= Objective =
Print the rows below without any change, starting at the beginning of the rows and ending at the line that contains "[124,42,247,187]", both included. Leave the pictures out of your copy.

★ ★ ★ ★ ★

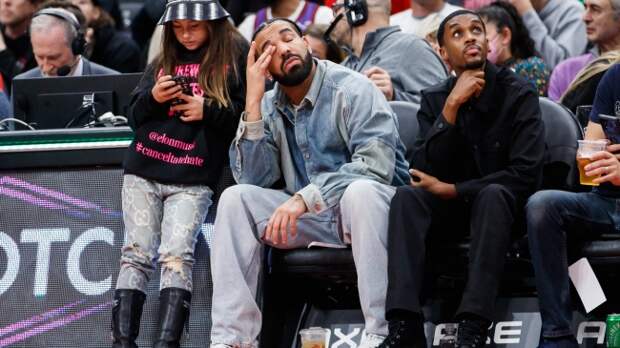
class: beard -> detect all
[465,59,486,70]
[272,52,314,87]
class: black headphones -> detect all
[32,8,86,56]
[344,0,368,27]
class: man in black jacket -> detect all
[71,0,140,73]
[380,10,545,348]
[0,0,43,90]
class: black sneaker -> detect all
[377,320,426,348]
[456,318,490,348]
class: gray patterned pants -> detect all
[116,174,213,292]
[211,180,396,348]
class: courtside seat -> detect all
[267,101,419,282]
[267,98,620,300]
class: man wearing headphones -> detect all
[328,0,447,104]
[15,8,118,79]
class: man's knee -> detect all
[218,184,262,210]
[340,179,384,206]
[525,190,562,231]
[476,184,515,205]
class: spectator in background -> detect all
[304,24,344,64]
[72,0,140,73]
[508,0,588,70]
[325,0,411,14]
[91,0,121,31]
[130,0,166,53]
[560,50,620,113]
[549,0,620,101]
[15,8,118,79]
[526,64,620,348]
[211,18,408,348]
[0,90,12,121]
[390,0,460,38]
[332,0,447,104]
[478,1,549,96]
[224,0,269,25]
[237,0,333,41]
[0,0,43,90]
[39,0,86,24]
[463,0,495,10]
[379,10,545,348]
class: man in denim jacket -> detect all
[211,19,408,348]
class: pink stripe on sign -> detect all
[0,301,112,347]
[0,300,84,337]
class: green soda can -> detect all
[607,314,620,348]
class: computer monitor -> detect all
[12,73,142,129]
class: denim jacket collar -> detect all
[274,59,327,110]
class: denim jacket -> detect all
[230,60,409,214]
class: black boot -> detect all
[456,315,491,348]
[112,289,146,348]
[153,288,192,348]
[377,313,426,348]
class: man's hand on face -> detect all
[409,169,456,199]
[508,0,534,16]
[364,66,394,101]
[263,194,308,245]
[443,70,485,124]
[245,42,275,122]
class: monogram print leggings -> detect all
[116,174,213,292]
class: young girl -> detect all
[112,0,248,347]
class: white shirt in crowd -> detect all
[390,3,461,38]
[237,0,334,41]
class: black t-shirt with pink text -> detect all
[124,42,247,187]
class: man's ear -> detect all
[439,46,450,62]
[499,27,512,46]
[301,35,312,54]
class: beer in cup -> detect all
[577,139,609,186]
[299,327,327,348]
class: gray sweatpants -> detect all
[116,174,213,292]
[211,180,395,347]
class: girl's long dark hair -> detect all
[154,18,245,107]
[478,1,539,59]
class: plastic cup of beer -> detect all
[577,139,609,186]
[299,327,327,348]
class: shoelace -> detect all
[457,320,486,347]
[378,320,406,348]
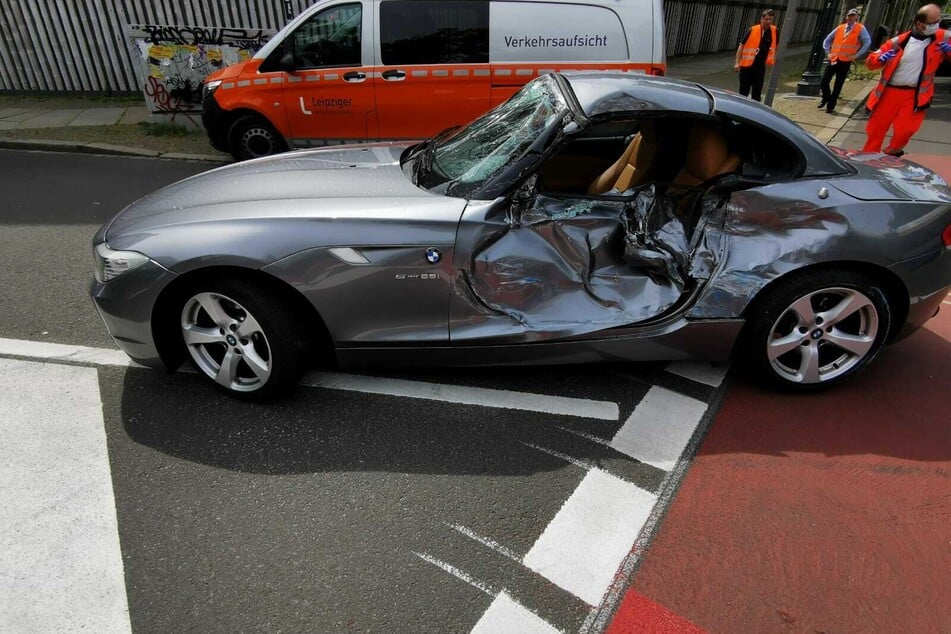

★ ★ ★ ★ ★

= Exercise result =
class: beard -> detect all
[465,59,486,70]
[272,52,314,87]
class: black headphones -> detect all
[32,8,86,56]
[344,0,368,27]
class: man in black jacket -> detect all
[71,0,140,73]
[380,10,545,348]
[0,0,43,90]
class: black sneaker -> detect all
[377,320,426,348]
[456,318,490,348]
class: gray patterned pants -> detect all
[116,174,213,292]
[211,180,396,348]
class: courtside seat -> detect all
[267,101,419,282]
[267,98,620,300]
class: man wearing headphones -> detect all
[328,0,447,104]
[15,8,118,79]
class: man's knee -> detect all
[218,184,262,210]
[340,179,384,206]
[525,190,562,231]
[476,184,515,205]
class: spectator in background -> detect all
[304,24,344,64]
[72,0,140,73]
[508,0,588,70]
[325,0,411,14]
[91,0,121,31]
[130,0,166,53]
[560,50,620,113]
[549,0,620,101]
[15,8,118,79]
[526,64,620,348]
[211,18,408,348]
[0,90,12,121]
[390,0,460,38]
[332,0,447,104]
[478,1,549,96]
[224,0,269,25]
[237,0,333,41]
[0,0,43,90]
[39,0,86,24]
[463,0,495,10]
[379,10,545,348]
class: man in denim jacket -> detect all
[211,19,408,348]
class: pink stripe on sign -> detect all
[0,301,112,347]
[0,300,84,337]
class: green soda can -> detect all
[607,314,620,348]
class: computer monitor -> detect all
[12,73,142,129]
class: denim jacket collar -> detect all
[274,59,327,110]
class: denim jacket -> detect all
[230,60,409,214]
class: black boot -> detect all
[456,315,491,348]
[112,289,146,348]
[153,288,192,348]
[377,313,426,348]
class: man's hand on face -> detect all
[409,169,456,199]
[508,0,534,16]
[364,66,394,101]
[263,194,308,245]
[443,70,485,124]
[245,42,275,122]
class: monogram print leggings -> detect all
[116,174,213,292]
class: young girl -> detect all
[112,0,248,347]
class: white shirt in crowd -> detect all
[390,3,461,38]
[237,0,334,41]
class: black t-shirt with pink text -> detect all
[124,42,247,187]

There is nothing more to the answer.